Photo-based referring expression data:
• • •
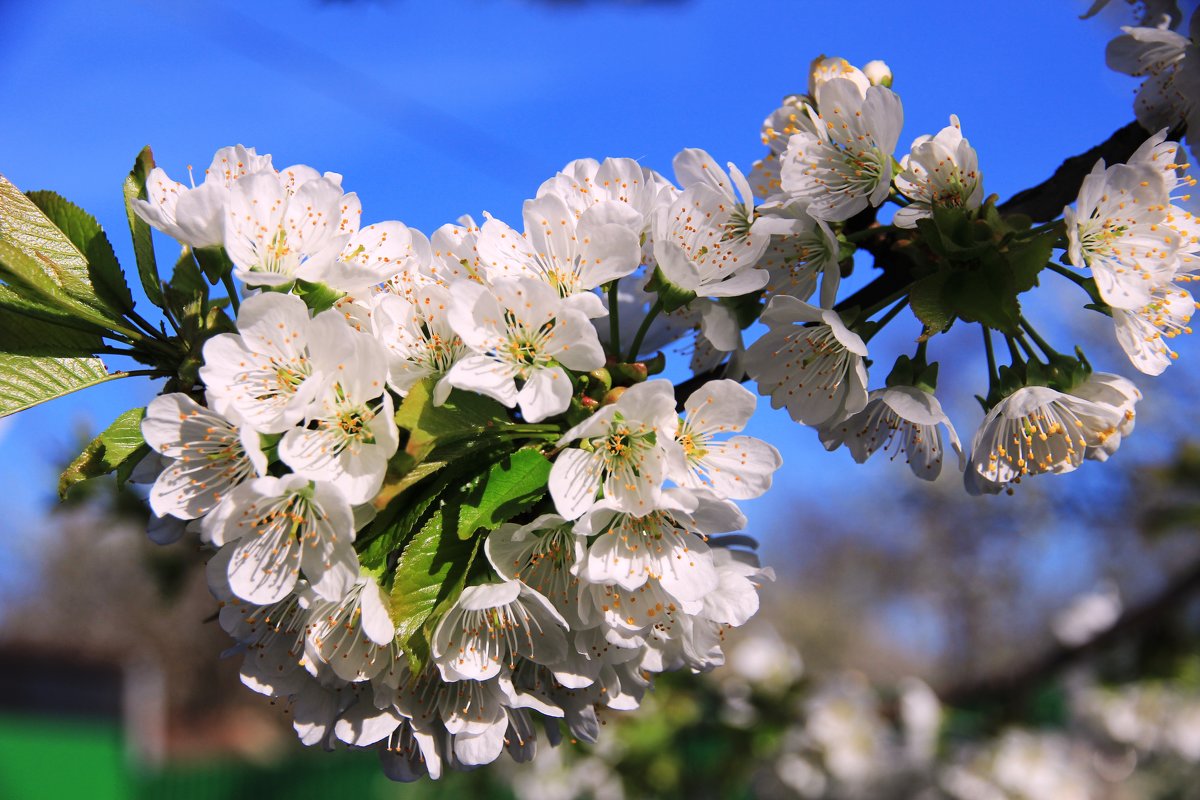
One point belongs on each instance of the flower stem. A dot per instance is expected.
(1041, 342)
(232, 288)
(643, 329)
(613, 319)
(867, 233)
(144, 324)
(1079, 280)
(881, 323)
(993, 374)
(1013, 353)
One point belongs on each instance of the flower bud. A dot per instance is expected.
(879, 73)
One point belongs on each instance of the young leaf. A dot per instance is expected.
(40, 264)
(465, 415)
(431, 570)
(507, 489)
(107, 452)
(29, 380)
(51, 262)
(40, 361)
(671, 295)
(89, 239)
(143, 238)
(411, 505)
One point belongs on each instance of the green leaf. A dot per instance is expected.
(419, 489)
(505, 491)
(431, 570)
(673, 296)
(317, 296)
(143, 238)
(984, 295)
(107, 452)
(40, 263)
(40, 361)
(463, 416)
(83, 230)
(1029, 257)
(125, 469)
(928, 304)
(215, 263)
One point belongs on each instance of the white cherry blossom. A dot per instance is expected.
(845, 166)
(273, 368)
(1144, 332)
(571, 254)
(541, 554)
(276, 527)
(208, 456)
(419, 338)
(521, 329)
(349, 432)
(628, 451)
(901, 420)
(274, 236)
(809, 362)
(705, 241)
(1119, 394)
(739, 467)
(491, 626)
(195, 216)
(1117, 229)
(940, 170)
(1037, 429)
(353, 635)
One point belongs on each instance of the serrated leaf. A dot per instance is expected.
(214, 262)
(103, 270)
(25, 336)
(1026, 259)
(465, 415)
(671, 295)
(29, 380)
(40, 263)
(505, 491)
(928, 304)
(119, 441)
(40, 361)
(125, 469)
(53, 257)
(143, 238)
(420, 488)
(431, 570)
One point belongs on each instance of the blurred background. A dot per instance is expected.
(1057, 626)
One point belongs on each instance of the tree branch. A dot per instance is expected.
(1042, 203)
(1019, 683)
(1045, 200)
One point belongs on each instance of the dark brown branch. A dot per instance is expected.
(1043, 203)
(1045, 200)
(1026, 679)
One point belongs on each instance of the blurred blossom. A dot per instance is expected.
(844, 722)
(1025, 765)
(763, 659)
(1089, 615)
(922, 715)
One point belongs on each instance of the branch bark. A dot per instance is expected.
(1045, 200)
(1042, 203)
(1020, 683)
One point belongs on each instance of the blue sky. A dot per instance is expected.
(436, 109)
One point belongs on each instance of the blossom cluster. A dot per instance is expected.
(622, 573)
(835, 735)
(299, 450)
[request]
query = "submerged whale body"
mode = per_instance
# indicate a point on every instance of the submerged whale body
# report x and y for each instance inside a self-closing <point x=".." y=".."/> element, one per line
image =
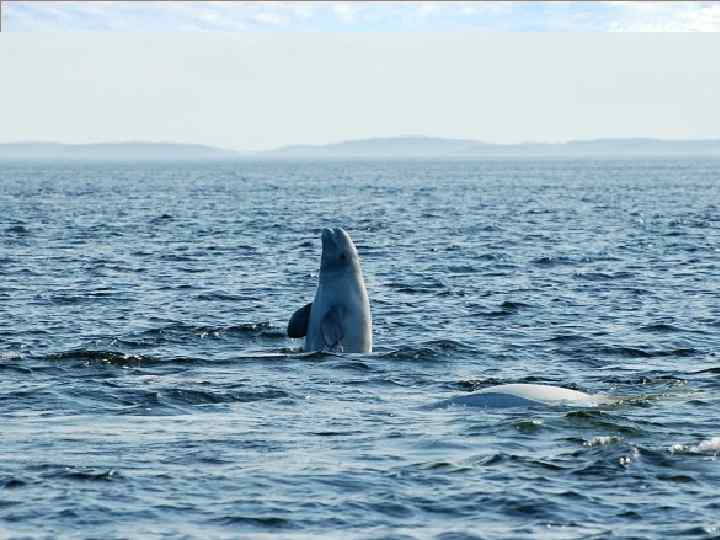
<point x="524" y="395"/>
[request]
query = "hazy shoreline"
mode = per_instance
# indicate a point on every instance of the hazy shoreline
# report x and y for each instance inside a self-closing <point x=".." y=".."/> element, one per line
<point x="382" y="148"/>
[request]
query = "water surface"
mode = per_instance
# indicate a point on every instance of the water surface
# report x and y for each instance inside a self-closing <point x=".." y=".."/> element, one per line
<point x="147" y="388"/>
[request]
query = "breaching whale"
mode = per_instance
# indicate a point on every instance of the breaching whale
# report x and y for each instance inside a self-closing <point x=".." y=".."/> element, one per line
<point x="338" y="319"/>
<point x="525" y="395"/>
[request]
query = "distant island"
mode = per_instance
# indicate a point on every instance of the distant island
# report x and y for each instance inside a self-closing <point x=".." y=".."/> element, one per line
<point x="377" y="148"/>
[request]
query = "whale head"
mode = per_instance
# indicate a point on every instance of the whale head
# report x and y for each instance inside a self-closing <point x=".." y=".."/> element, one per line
<point x="339" y="253"/>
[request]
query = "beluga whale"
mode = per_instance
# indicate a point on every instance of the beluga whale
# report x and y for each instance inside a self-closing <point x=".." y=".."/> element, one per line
<point x="526" y="395"/>
<point x="338" y="319"/>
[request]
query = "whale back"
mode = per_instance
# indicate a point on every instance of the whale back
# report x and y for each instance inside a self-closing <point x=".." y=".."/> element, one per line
<point x="525" y="395"/>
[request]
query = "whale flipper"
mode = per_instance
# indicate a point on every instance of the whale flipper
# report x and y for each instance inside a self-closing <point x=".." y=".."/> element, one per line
<point x="297" y="327"/>
<point x="331" y="330"/>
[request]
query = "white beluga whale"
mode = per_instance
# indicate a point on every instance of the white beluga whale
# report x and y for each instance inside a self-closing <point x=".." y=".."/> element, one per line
<point x="525" y="395"/>
<point x="338" y="319"/>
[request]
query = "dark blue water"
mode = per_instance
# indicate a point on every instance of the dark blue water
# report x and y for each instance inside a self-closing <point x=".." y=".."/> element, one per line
<point x="147" y="388"/>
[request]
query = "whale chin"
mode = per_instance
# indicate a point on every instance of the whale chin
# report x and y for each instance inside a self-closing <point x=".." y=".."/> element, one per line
<point x="525" y="395"/>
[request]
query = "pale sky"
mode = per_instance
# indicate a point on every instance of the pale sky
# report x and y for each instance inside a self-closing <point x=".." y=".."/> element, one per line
<point x="259" y="90"/>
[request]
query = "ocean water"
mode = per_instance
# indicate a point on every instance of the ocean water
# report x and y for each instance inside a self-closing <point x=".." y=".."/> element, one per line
<point x="148" y="389"/>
• • •
Print every record above exactly, with no pictures.

Exercise answer -
One point belongs on each instance of the flower stem. A dot per instance is expected.
(1041, 342)
(232, 288)
(643, 329)
(613, 319)
(867, 233)
(144, 324)
(1079, 280)
(881, 323)
(993, 374)
(1013, 353)
One point belongs on each instance of the flower bud. A dot per instance is expected.
(879, 73)
One point belongs on each instance of the young leaf. A dot per instance is expected.
(40, 264)
(465, 415)
(431, 570)
(507, 489)
(107, 452)
(29, 380)
(51, 262)
(40, 361)
(671, 295)
(89, 239)
(143, 238)
(411, 505)
One point belongs on each instance of the green leaf. A dot per instance is expected.
(419, 489)
(505, 491)
(431, 570)
(673, 296)
(317, 296)
(143, 238)
(984, 295)
(107, 452)
(40, 263)
(40, 361)
(463, 416)
(83, 230)
(1029, 257)
(125, 469)
(928, 304)
(215, 263)
One point belongs on each instance of the white cherry blossom. A dot per instance is expected.
(845, 166)
(273, 368)
(1144, 332)
(571, 254)
(541, 554)
(276, 527)
(208, 456)
(419, 338)
(521, 329)
(349, 432)
(628, 451)
(901, 420)
(274, 236)
(809, 362)
(705, 241)
(1119, 394)
(739, 467)
(491, 626)
(195, 216)
(1117, 229)
(940, 170)
(1037, 429)
(353, 635)
One point belongs on each instance of the serrated leaf. A dot per instance is expected.
(214, 262)
(103, 270)
(25, 336)
(1026, 259)
(465, 415)
(671, 295)
(29, 380)
(40, 263)
(505, 491)
(928, 304)
(119, 441)
(40, 361)
(125, 469)
(53, 257)
(143, 238)
(420, 488)
(431, 570)
One point belongs on each instance of the blurred background. A dot per instance is expected.
(1057, 626)
One point belongs on each instance of the tree branch. A dot per instance is expected.
(1042, 203)
(1019, 683)
(1045, 200)
One point belongs on each instance of the dark brown branch. A dot per instance is expected.
(1043, 203)
(1045, 200)
(1026, 679)
One point belongs on each instance of the blurred blossom. A dot per instance is expected.
(844, 722)
(1025, 765)
(763, 659)
(1089, 615)
(922, 715)
One point belongs on each instance of the branch bark. A dot per instance is expected.
(1045, 200)
(1042, 203)
(1020, 683)
One point belongs on each instance of the blue sky. A dot per instance is expected.
(436, 109)
One point belongs on each instance of the blossom cluster. A dot per instance is expected.
(622, 573)
(835, 735)
(299, 450)
[request]
query = "submerged whale body"
mode = per_instance
# indicate a point on every instance of the submerged whale body
# report x and y for each instance inside a self-closing <point x=".." y=".."/> element, one per line
image =
<point x="524" y="395"/>
[request]
query = "hazy shoreline"
mode = per_instance
# indicate a point on every instance of the hazy shoreline
# report x and y for each instance inside a self-closing <point x=".." y=".."/> element, one per line
<point x="382" y="148"/>
[request]
query = "water surface"
mode = per_instance
# indicate a point on every instance of the water surface
# report x and y for each instance inside a self-closing <point x=".." y=".."/> element, one per line
<point x="147" y="388"/>
[request]
query = "breaching whale"
mode = per_instance
# indicate a point on every instance of the breaching whale
# report x and y for each instance inside a self-closing <point x=".." y=".."/> element, one per line
<point x="338" y="319"/>
<point x="525" y="395"/>
[request]
query = "distant island"
mode = per_instance
# indicate a point on every instance of the distant island
# report x and y for each instance inside a self-closing <point x=".." y=".."/> element, one per line
<point x="377" y="148"/>
[request]
query = "whale head"
mode = per_instance
# indicate a point on every instance of the whale head
# report x and y for each instance inside a self-closing <point x=".." y=".."/> element, one per line
<point x="339" y="253"/>
[request]
query = "beluga whale"
mode = per_instance
# indicate a point on every instance of the beluga whale
# report x and y for each instance inside a self-closing <point x=".." y=".."/> element, one per line
<point x="526" y="395"/>
<point x="338" y="319"/>
[request]
query = "whale back"
mode = per_instance
# indicate a point on every instance of the whale back
# report x and y for each instance inside a self-closing <point x=".." y=".."/> element, one per line
<point x="525" y="395"/>
[request]
query = "whale flipper"
mode = per_instance
# indicate a point on every instance of the whale flipper
# report x and y for each instance inside a self-closing <point x=".." y=".."/> element, one per line
<point x="297" y="327"/>
<point x="331" y="330"/>
[request]
query = "white beluga whale"
mode = per_instance
# indicate a point on every instance of the white beluga whale
# report x and y for each instance inside a self-closing <point x=".." y=".."/> element, one per line
<point x="525" y="395"/>
<point x="338" y="319"/>
[request]
query = "dark blue water"
mode = per_instance
# indicate a point on every instance of the dark blue water
# report x and y for each instance inside a self-closing <point x=".." y=".."/> element, one per line
<point x="147" y="388"/>
[request]
query = "whale chin"
mode = per_instance
# indicate a point on every instance of the whale chin
# report x and y for each instance inside a self-closing <point x=".." y=".."/> element, one per line
<point x="525" y="395"/>
[request]
query = "pale sky"
mode = per_instance
# indicate a point on every instance of the pale sky
# report x and y for each instance inside a self-closing <point x=".." y=".."/> element, one per line
<point x="259" y="90"/>
[request]
query = "ocean water"
mode = per_instance
# indicate a point on every instance of the ocean water
# report x and y for each instance inside a self-closing <point x=".." y=".."/> element, one per line
<point x="148" y="389"/>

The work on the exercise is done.